---- LISTED ENTRIES
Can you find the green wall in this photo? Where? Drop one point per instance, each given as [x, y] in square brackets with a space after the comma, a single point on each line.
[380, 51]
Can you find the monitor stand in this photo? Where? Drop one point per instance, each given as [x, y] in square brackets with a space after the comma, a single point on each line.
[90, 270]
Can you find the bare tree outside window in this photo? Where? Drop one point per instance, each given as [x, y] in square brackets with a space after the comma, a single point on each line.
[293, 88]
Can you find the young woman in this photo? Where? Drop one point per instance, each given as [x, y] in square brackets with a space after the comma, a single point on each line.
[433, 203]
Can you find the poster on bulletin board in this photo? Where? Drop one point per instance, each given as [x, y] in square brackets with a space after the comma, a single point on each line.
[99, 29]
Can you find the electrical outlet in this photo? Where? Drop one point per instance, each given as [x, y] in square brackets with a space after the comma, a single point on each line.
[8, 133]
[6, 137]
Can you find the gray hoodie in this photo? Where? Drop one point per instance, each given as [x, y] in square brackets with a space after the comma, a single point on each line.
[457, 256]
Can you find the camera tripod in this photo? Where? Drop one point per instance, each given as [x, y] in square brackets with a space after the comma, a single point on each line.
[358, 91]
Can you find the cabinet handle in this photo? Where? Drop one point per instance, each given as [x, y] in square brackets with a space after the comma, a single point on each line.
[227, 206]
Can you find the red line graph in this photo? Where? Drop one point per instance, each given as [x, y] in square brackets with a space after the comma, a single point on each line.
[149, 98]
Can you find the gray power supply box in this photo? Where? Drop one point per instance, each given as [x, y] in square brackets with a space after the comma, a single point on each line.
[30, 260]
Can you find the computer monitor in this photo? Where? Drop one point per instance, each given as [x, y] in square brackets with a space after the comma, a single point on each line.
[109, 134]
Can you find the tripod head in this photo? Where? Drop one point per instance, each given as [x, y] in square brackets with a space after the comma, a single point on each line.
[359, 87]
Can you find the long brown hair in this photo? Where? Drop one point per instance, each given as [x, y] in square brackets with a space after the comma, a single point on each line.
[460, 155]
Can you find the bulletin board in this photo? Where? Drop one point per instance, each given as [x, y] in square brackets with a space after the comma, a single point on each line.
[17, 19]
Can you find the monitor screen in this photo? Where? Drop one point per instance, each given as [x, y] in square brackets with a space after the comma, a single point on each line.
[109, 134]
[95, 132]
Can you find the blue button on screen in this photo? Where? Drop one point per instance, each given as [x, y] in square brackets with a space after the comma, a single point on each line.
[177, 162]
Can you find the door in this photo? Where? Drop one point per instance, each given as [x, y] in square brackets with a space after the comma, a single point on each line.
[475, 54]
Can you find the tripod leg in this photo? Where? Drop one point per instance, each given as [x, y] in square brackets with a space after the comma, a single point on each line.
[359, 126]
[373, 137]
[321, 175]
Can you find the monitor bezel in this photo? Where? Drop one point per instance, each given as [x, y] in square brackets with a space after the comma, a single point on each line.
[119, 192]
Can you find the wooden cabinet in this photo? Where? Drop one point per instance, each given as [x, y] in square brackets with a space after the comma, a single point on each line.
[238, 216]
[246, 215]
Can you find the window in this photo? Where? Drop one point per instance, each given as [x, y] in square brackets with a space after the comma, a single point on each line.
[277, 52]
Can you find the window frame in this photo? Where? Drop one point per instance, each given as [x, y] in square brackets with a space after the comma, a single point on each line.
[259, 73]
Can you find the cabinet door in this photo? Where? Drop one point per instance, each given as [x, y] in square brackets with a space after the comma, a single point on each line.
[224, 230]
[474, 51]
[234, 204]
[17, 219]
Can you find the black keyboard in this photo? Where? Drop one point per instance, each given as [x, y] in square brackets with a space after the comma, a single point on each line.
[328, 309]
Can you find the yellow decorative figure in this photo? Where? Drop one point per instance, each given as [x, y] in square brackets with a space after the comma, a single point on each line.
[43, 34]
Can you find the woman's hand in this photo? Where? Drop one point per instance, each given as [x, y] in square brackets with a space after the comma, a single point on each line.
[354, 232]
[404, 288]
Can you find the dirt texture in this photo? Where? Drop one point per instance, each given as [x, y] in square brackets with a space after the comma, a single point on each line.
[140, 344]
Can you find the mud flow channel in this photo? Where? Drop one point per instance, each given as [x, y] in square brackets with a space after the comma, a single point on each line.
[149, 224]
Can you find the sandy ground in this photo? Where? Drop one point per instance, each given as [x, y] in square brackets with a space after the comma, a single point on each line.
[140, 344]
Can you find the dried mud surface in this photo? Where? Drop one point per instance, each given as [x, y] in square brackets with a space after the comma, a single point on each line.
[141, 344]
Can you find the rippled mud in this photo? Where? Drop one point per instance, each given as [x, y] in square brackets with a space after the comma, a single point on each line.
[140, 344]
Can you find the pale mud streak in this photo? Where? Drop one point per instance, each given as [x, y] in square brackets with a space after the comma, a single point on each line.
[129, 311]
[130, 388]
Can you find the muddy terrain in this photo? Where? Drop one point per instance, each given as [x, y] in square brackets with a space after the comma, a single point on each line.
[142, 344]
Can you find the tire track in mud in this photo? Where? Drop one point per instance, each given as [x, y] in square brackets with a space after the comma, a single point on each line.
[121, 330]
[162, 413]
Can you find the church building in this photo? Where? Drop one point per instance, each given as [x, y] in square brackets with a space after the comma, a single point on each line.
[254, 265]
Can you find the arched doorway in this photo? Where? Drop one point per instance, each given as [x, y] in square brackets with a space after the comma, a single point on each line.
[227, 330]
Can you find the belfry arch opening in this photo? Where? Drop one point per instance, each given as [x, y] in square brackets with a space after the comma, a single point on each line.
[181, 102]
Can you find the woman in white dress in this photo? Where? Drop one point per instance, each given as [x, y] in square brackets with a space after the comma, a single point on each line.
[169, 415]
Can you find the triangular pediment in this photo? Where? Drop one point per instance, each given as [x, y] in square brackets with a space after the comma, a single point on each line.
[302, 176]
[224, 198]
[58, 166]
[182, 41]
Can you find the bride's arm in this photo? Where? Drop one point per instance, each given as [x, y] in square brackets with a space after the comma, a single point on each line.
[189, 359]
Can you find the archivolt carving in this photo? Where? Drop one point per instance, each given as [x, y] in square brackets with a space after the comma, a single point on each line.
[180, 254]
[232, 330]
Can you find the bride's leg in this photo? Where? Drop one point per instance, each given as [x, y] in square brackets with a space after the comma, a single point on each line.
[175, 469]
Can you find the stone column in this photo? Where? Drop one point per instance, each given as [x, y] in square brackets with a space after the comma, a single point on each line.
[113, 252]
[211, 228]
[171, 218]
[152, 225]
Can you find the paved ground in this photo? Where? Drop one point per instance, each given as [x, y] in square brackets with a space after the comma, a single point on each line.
--------
## YOUR INSTRUCTIONS
Could you copy exactly the lines from the one containing "Can you find the stone" through the end of the records above, and nothing more?

## WRITTEN ANSWER
Can you find the stone column in this photo? Where? Drop one point per instance, each given as [x, y] in square brackets with a space after the comma, a single point on each line.
[113, 252]
[211, 228]
[171, 218]
[152, 225]
Can you find the paved ground in this photo? Where? Drop one point per instance, each given as [x, y] in square brackets with a space after the comma, a single point on each line.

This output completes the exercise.